> _Problem details_
Repeat exactly the lines from the line containing "Query: church with dome" through the last line of the records below, inclusive, and nothing else.

> _Data extracts_
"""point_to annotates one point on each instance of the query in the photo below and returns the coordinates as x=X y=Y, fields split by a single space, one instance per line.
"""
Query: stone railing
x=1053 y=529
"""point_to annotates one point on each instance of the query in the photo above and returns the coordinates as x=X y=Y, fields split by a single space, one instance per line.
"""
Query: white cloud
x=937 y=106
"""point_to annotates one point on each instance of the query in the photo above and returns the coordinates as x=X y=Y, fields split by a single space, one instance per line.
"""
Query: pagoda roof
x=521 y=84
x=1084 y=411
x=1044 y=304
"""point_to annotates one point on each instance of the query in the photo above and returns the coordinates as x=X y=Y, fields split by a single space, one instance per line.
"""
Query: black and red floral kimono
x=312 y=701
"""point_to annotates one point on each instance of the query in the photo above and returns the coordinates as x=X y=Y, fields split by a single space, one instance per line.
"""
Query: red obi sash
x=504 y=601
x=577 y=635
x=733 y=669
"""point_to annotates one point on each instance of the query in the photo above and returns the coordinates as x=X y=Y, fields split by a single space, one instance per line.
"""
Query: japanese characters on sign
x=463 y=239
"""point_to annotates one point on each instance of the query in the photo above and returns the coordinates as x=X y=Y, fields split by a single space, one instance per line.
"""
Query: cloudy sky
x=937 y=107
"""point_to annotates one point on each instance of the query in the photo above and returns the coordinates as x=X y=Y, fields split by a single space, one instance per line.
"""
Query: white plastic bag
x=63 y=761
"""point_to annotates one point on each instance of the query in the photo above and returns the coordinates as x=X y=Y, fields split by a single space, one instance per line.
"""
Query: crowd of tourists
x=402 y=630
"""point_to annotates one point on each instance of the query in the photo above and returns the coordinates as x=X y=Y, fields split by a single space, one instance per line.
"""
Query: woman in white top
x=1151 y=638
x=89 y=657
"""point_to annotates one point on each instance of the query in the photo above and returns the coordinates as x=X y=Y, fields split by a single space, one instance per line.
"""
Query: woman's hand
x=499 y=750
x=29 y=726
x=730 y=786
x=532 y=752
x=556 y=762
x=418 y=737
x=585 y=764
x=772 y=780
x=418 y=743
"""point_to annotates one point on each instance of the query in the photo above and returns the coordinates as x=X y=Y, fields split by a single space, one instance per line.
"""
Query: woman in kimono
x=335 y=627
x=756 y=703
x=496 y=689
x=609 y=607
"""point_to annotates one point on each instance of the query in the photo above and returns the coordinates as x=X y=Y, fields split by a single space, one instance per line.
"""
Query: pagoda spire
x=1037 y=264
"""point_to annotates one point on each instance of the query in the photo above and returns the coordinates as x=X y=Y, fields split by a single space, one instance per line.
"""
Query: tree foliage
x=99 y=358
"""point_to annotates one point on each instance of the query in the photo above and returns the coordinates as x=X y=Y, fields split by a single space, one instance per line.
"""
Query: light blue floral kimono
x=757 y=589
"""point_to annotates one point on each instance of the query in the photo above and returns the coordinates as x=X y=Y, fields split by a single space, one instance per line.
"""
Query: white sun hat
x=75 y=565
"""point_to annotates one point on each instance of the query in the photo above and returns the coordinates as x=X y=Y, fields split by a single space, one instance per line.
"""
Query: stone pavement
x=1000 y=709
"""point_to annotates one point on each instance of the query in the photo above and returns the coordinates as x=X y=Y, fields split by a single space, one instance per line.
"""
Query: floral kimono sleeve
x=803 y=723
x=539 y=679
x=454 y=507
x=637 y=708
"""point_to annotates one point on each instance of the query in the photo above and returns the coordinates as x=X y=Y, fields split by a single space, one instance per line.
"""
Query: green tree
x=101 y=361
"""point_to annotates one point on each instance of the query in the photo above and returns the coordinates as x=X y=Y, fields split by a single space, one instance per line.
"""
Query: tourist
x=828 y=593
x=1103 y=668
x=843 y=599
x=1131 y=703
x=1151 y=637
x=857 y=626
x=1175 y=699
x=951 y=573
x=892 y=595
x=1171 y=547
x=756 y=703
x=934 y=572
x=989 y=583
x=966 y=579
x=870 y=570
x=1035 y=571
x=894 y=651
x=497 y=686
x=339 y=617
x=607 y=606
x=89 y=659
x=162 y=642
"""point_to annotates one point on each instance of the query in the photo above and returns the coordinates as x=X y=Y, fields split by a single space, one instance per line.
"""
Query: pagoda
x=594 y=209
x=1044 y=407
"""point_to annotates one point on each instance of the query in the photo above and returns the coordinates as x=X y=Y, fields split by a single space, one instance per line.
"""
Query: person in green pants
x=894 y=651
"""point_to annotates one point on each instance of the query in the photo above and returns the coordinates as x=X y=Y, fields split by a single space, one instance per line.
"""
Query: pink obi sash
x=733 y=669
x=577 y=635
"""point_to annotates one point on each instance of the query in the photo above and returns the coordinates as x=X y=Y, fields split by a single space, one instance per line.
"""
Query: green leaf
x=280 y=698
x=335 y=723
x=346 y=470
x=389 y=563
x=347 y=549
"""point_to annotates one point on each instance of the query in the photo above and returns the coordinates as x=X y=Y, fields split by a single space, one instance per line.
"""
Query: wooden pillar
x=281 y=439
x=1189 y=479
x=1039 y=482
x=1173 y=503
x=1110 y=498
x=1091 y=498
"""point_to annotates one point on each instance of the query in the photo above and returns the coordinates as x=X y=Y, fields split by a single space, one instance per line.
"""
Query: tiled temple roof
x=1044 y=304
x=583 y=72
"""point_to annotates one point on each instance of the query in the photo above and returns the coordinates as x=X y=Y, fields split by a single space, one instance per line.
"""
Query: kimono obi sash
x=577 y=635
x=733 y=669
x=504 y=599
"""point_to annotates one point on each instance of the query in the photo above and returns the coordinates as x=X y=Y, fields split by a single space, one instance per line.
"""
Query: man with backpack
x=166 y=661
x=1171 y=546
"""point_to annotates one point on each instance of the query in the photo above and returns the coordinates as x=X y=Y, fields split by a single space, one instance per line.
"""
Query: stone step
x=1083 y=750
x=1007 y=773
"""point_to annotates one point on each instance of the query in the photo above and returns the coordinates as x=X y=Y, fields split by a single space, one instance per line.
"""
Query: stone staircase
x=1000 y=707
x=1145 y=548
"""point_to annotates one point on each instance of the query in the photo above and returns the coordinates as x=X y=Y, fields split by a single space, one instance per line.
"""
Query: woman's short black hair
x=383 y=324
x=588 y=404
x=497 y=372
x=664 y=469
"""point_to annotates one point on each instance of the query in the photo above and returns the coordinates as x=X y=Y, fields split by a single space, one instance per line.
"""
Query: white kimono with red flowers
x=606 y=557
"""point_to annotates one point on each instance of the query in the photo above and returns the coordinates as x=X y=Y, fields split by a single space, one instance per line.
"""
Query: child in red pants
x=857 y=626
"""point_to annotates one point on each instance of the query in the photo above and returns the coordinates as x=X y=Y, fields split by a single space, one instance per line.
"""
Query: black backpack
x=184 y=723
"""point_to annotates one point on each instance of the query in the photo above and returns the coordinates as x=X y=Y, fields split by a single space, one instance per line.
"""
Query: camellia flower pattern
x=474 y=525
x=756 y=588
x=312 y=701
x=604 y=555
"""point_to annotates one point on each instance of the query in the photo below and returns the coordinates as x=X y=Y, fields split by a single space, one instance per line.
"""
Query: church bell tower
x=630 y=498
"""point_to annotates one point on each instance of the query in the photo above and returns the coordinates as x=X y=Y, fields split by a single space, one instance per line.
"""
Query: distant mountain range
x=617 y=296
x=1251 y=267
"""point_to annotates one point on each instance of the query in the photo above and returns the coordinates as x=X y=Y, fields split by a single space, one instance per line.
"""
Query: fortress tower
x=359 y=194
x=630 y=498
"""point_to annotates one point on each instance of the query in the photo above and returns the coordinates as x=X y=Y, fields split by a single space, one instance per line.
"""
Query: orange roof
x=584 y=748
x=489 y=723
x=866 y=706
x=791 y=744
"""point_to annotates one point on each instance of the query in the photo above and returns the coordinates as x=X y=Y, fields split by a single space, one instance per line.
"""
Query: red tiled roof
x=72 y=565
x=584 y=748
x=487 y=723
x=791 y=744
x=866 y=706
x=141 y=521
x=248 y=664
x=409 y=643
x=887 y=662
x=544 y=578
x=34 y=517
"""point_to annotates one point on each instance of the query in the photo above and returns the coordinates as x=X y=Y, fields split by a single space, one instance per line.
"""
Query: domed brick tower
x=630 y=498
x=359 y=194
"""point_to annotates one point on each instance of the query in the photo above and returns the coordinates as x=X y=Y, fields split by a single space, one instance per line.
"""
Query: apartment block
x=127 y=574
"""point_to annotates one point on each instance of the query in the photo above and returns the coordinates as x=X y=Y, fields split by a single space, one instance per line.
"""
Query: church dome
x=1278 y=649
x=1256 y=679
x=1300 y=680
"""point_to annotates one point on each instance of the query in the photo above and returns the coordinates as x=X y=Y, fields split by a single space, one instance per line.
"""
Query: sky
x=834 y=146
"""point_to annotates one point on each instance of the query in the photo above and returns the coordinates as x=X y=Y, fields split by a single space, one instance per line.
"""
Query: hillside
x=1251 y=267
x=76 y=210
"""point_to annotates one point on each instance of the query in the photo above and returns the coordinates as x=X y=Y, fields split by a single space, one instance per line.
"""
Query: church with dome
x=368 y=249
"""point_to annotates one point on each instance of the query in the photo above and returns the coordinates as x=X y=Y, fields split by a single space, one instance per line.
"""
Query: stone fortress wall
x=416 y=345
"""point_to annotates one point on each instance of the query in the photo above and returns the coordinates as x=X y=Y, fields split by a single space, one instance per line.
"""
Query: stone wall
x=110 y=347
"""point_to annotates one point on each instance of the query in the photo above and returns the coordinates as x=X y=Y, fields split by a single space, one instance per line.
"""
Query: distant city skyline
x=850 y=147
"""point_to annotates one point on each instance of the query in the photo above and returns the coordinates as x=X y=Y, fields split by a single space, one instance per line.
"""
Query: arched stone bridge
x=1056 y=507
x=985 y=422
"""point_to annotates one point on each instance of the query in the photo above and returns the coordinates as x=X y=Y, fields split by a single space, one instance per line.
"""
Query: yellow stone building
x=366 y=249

> _Response_
Query: church with dome
x=368 y=249
"""point_to annotates one point on each instance of the query in the photo above and returns the coordinates as x=X y=Y, fields split by a single space, one instance per line.
"""
Query: stone fortress wall
x=416 y=345
"""point_to annotates one point on each instance of the query in the photo above and returns the coordinates as x=X y=Y, fields split by a single space, one instance per line.
"""
Query: stone wall
x=110 y=347
"""point_to annotates one point on each instance of the query in the photo above and returns the coordinates as x=X y=Y, fields split by a single space, one instance per line.
"""
Query: distant city skyline
x=850 y=147
"""point_to annotates one point on each instance of the query in the photo above and returns the coordinates as x=X y=Y, fields split by a single space, one instance per line.
"""
Query: arched stone bridge
x=1056 y=507
x=985 y=422
"""point_to annotates one point on each instance of the query in the photo above and returns the coordinates as x=X y=Y, fields split by a single space, one instance per line.
"""
Query: yellow stone building
x=366 y=249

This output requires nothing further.